Une approche fondée sur les droits de l'homme implique que les
standards en matière de droits de l'homme comme le développement humain
et social, la démocratie, la participation et l'État de droit, soient
considérés comme les repères de développement des objectifs et mesures
du progrès. L'état de la réalité des droits de l'homme dans un contexte
national donné est l'indicateur du niveau de développement, des
libertés, de la démocratie et de l'État de droit. Jusqu'ici, les
mesures de progrès proposées ont été focalisées sur l'infrastructure,
mettant peu l'accent sur, par exemple :
- Le développement humain (mesures des progrès en matière de santé,
d'éducation, de niveau de vie, et d'intégrité)
- Le développement social et culturel (mesures d'amélioration des
conditions économiques et de l'emploi, ainsi que de la diversité, y
compris la diversité culturelle et linguistique)
- La démocratie (mesures de conformité avec les standards en matière
de liberté d'expression, d'accès à l'information, de protection de la
vie privée, de pluralisme des médias, de transparence, de participation
aux processus de décision et de renforcement des capacités locales)
De surcroît, un environnement réglementaire respectueux des droits de
l'homme doit être assuré tant au niveau national qu'international afin
que les droits de l'homme puissent être effectivement respectés. En
d'autres termes, il doit être clairement affirmé que la réglementation
nationale et régionale en matières de TIC doit être conforme aux
standards internationaux en matière de droits de l'homme.
La protection de certains droits n'a pas été suffisamment reflétée par
la première phase, comme le caucus des droits de l'homme l'a souligné à
de nombreuses occasions. C'est particulièrement le cas concernant le
droit à la vie privée, les droits des travailleurs, et le principe de
non discrimination.
Il manque à la Déclaration de principes du SMSI une référence au
principe fondamental et transverse de non discrimination, qui aurait dû
être mentionné dans l'un des paragraphes d'ouverture, ainsi qu'une
référence aux standards internationaux en matière de droit du travail.

CONSIGNES
**a.** D'après l'extrait, sur quoi les mesures de progrès proposées jusqu'ici ont-elles été focalisées ?
**b.** Reproduisez mot pour mot le passage de l'extrait qui commence à « - Le développement social » et se termine à « droits de l'homme. ».
Les données ne sont pas nécessaires pour répondre.

DONNÉES RECUEILLIES
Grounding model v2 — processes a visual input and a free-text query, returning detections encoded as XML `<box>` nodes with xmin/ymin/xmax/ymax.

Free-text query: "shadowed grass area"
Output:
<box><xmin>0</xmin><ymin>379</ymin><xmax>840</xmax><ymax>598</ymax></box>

RÉPONSES PAR CONSIGNE
**a.** Sur l'infrastructure.

**b.**
- Le développement social et culturel (mesures d'amélioration des
conditions économiques et de l'emploi, ainsi que de la diversité, y
compris la diversité culturelle et linguistique)
- La démocratie (mesures de conformité avec les standards en matière
de liberté d'expression, d'accès à l'information, de protection de la
vie privée, de pluralisme des médias, de transparence, de participation
aux processus de décision et de renforcement des capacités locales)
De surcroît, un environnement réglementaire respectueux des droits de
l'homme doit être assuré tant au niveau national qu'international afin
que les droits de l'homme puissent être effectivement respectés. En
d'autres termes, il doit être clairement affirmé que la réglementation
nationale et régionale en matières de TIC doit être conforme aux
standards internationaux en matière de droits de l'homme.